**STATED PROBLEM:** Go through the entries below and write each one out exactly.

-- BEGIN GIVEN DATA --

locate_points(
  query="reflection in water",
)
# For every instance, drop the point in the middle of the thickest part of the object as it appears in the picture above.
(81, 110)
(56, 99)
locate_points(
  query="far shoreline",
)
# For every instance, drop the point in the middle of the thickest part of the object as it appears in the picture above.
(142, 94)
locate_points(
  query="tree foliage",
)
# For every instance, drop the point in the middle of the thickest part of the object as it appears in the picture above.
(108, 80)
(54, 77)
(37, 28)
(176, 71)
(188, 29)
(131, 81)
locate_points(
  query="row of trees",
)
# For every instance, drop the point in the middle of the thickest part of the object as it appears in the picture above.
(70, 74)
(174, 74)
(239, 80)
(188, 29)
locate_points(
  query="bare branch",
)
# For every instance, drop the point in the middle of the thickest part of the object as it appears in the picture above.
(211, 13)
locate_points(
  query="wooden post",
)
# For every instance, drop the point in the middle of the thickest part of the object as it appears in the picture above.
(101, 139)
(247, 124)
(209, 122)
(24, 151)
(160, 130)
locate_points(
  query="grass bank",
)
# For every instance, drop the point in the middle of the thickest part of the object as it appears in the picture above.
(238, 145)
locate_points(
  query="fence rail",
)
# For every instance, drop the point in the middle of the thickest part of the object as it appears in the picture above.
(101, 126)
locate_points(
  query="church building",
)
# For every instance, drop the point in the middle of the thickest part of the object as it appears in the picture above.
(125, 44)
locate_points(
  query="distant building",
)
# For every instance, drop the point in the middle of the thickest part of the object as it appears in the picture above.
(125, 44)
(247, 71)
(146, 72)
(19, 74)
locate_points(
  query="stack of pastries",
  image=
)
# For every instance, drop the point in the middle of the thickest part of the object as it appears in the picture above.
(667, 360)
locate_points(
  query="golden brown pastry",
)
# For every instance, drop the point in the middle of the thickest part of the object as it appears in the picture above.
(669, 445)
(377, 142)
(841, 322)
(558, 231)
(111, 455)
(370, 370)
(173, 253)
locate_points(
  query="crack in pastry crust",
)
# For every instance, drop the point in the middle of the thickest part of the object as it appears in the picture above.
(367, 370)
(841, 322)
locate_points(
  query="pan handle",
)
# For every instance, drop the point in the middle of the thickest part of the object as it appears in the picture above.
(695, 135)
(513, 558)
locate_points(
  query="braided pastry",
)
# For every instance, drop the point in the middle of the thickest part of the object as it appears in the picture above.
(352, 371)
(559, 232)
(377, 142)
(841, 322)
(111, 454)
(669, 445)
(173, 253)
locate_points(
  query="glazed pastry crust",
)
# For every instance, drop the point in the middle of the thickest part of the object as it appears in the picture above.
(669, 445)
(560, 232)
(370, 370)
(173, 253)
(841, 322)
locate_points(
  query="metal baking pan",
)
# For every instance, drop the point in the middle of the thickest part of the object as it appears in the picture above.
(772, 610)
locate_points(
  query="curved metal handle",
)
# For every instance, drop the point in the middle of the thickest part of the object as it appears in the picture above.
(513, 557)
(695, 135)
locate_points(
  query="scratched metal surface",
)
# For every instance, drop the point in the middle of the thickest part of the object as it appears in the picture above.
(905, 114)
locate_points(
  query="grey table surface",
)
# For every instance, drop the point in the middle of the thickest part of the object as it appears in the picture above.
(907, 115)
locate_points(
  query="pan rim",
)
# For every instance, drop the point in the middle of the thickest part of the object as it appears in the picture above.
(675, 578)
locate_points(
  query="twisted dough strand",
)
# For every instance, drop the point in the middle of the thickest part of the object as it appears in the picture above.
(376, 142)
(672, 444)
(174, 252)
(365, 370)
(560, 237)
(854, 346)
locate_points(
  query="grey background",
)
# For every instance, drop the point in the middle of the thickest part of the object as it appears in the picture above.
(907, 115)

-- END GIVEN DATA --

**RESPONSE FOR THIS EXERCISE:**
locate_points(
  query="reflection in water",
)
# For every instance, drop the point in the middle of the thickest part of the object as it appears in the picture above.
(81, 110)
(56, 99)
locate_points(
  query="far shoreline",
)
# For every instance, drop the point in the middle of the thickest part of the object as it appears in the picture above.
(142, 94)
locate_points(
  query="tree foliage",
)
# For every instance, drop the point in the middle of the thickest part of the object as it appears in the picture above.
(108, 80)
(54, 77)
(37, 28)
(176, 71)
(188, 29)
(131, 81)
locate_points(
  query="row of trees",
)
# For every instance, drop the point in the middle of the thickest part of the object as it appears in the picture above.
(70, 74)
(174, 74)
(239, 80)
(188, 29)
locate_points(
  query="bare branch",
)
# For every instance, drop the point in the middle of the thickest part of the object as it appears in the picture above.
(211, 13)
locate_points(
  query="wooden post",
)
# For every instance, drop the point in the middle of the thickest part of the object as it appears in the picture above.
(101, 139)
(247, 124)
(209, 122)
(24, 151)
(160, 130)
locate_points(
  query="grass bank",
)
# For every instance, drop the point in the middle of the thickest part of the object as it appears in the picture above.
(238, 145)
locate_points(
  query="fence rail",
)
# For every instance, drop the point in the middle of the thickest part of the object as it appears in the picture above.
(101, 126)
locate_points(
  query="church building",
)
# For every instance, drop the point in the middle of the thickest part of the object as it appears in the picture above.
(125, 44)
locate_points(
  query="distant building",
)
# For every instance, drop the point in the middle of the thickest part of the object as it appears in the picture above.
(125, 44)
(247, 71)
(146, 72)
(19, 74)
locate_points(
  query="stack of pastries",
  image=
)
# For every instance, drop the point in the middle of the thickest part of the object as it appears in the picture above.
(667, 360)
locate_points(
  query="golden brown pastry",
)
# For every instance, drop the point in the middle of the thickest part of the object as it appears in the picture above.
(669, 445)
(377, 142)
(841, 322)
(558, 231)
(111, 455)
(370, 370)
(173, 253)
locate_points(
  query="crack in pastry crust",
)
# For every instance, drop the point in the middle of the thickest part of the object as it appears in the picture above.
(367, 370)
(841, 322)
locate_points(
  query="pan handle",
)
# For every instance, drop the point in the middle of the thickest part of the object as it appears in the picture above.
(695, 135)
(513, 558)
locate_points(
  query="braided pastry",
)
# For every instance, drop the point in the middle of the thickest part of the object as it appears in the picture above.
(352, 371)
(559, 232)
(377, 142)
(841, 322)
(111, 454)
(669, 445)
(173, 253)
locate_points(
  query="glazed pastry crust",
)
# For every instance, drop the point in the middle of the thickest part of the object as it appears in the picture above.
(669, 445)
(560, 232)
(370, 370)
(173, 253)
(841, 322)
locate_points(
  query="metal baking pan",
)
# For every instance, drop the point in the middle of the thickest part of the object as it appears in the picture above.
(772, 610)
locate_points(
  query="curved metal handle",
)
# For every instance, drop the point in the middle of the thickest part of the object as it appears in the picture above.
(513, 557)
(695, 135)
locate_points(
  query="scratched metal surface",
)
# For every instance, drop the point in the middle of the thickest part of the object as it appears in the picture above.
(905, 114)
locate_points(
  query="grey table surface",
)
# For every instance, drop the point in the middle of the thickest part of the object as it appears in the picture above.
(907, 115)
locate_points(
  query="pan rim",
)
# For every instance, drop the point in the middle of the thickest part of the object as it appears in the picture above.
(675, 578)
locate_points(
  query="twisted dough strand",
)
# For every instance, drop the point in the middle of the thickest part of the object as it appears in the picture above.
(376, 142)
(672, 444)
(174, 252)
(365, 370)
(560, 237)
(854, 346)
locate_points(
  query="grey background",
)
# For every instance, drop the point in the middle of the thickest part of the object as it appears in the picture above.
(907, 115)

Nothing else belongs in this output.